-- Materials provided follows --

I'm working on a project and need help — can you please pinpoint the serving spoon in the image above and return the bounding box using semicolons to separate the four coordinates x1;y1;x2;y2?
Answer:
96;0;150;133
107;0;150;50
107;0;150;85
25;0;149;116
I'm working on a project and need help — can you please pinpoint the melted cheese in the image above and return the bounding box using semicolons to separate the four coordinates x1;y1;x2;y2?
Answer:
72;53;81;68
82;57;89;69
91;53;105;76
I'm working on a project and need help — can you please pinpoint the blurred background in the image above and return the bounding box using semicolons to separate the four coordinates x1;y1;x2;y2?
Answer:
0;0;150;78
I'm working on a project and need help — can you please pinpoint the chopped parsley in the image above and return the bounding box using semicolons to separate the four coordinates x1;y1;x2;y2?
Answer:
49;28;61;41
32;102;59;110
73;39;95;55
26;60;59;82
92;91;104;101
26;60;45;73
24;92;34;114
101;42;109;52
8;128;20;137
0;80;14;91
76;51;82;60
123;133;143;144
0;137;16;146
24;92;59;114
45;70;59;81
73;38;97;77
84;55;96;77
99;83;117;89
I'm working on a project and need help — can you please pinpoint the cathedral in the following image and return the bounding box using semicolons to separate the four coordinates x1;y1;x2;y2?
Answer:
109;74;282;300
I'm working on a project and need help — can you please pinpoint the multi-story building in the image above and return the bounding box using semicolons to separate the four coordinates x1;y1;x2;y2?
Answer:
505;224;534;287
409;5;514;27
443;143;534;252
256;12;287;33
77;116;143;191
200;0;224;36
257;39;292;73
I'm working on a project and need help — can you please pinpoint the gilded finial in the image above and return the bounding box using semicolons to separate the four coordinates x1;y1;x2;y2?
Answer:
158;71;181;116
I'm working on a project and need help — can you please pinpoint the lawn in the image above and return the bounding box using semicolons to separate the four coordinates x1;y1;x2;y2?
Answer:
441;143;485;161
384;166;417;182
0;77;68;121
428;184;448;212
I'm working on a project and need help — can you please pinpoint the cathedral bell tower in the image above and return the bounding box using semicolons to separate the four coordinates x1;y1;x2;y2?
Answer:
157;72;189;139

-- Materials provided concluded --

**How to complete this task:** Every line above should be duplicated exactly as it stands.

**Completed exercise:**
I'm working on a project and need help — can you please pinpoint the serving spoon in the image above and return the bounding box using semicolons to separate the four coordinates x1;y1;x2;y2?
Answer:
96;0;150;133
107;0;150;50
107;0;150;85
25;0;149;116
I'm working on a project and need help — can you please pinpoint the melted cheese in the image above and return the bounding box using semicolons to separate the four coordinates x1;y1;x2;y2?
Answer:
72;53;81;68
82;57;89;69
91;53;105;76
I'm working on a project and need help — can you please pinpoint the blurred background in the image above and return the bounding box using semicolons to separate the four coordinates x1;y1;x2;y2?
Answer:
0;0;150;78
I'm working on a project and need help — can you please pinpoint the chopped parsley in the image above and return the bounding box using semicolons to separate the four coordinates x1;y1;x2;y2?
Answer:
49;28;61;41
32;102;59;110
73;39;95;55
26;60;59;82
92;91;104;101
26;60;45;73
24;92;34;114
101;42;109;52
8;128;20;137
0;80;14;91
76;51;82;60
123;133;143;144
0;137;16;146
24;92;59;114
45;70;59;81
73;38;97;77
84;55;96;77
99;83;117;89
I'm working on a project and need help — can you please pinpoint the cathedral in the following image and return the bounding box using semicolons to separate the four coordinates x1;y1;x2;y2?
Answer:
109;74;282;300
I'm working on a project and need help — can you please pinpoint the multi-story building in the image above and return the bounding box using semicolons to separate the four coordinates x1;y1;x2;y2?
Answer:
505;224;534;287
409;5;514;27
443;143;534;252
256;12;287;33
77;116;143;191
200;0;224;36
257;39;292;73
I'm working on a project and need help — can you please pinpoint the gilded finial in the image above and return the bounding box using semicolons to separate the four coordinates x1;y1;x2;y2?
Answer:
158;71;181;116
I'm working on a project and need help — can you please pinpoint the lawn in the image above and return the bounding box using semicolons to separate the four coordinates x1;y1;x2;y2?
Answer:
441;143;485;161
384;166;417;182
0;77;68;121
428;184;448;212
I'm working on a project and need help — can you please pinpoint the cathedral bell tower in the image above and return the bounding box using semicolons to separate the four coordinates x1;y1;x2;y2?
Answer:
157;72;189;139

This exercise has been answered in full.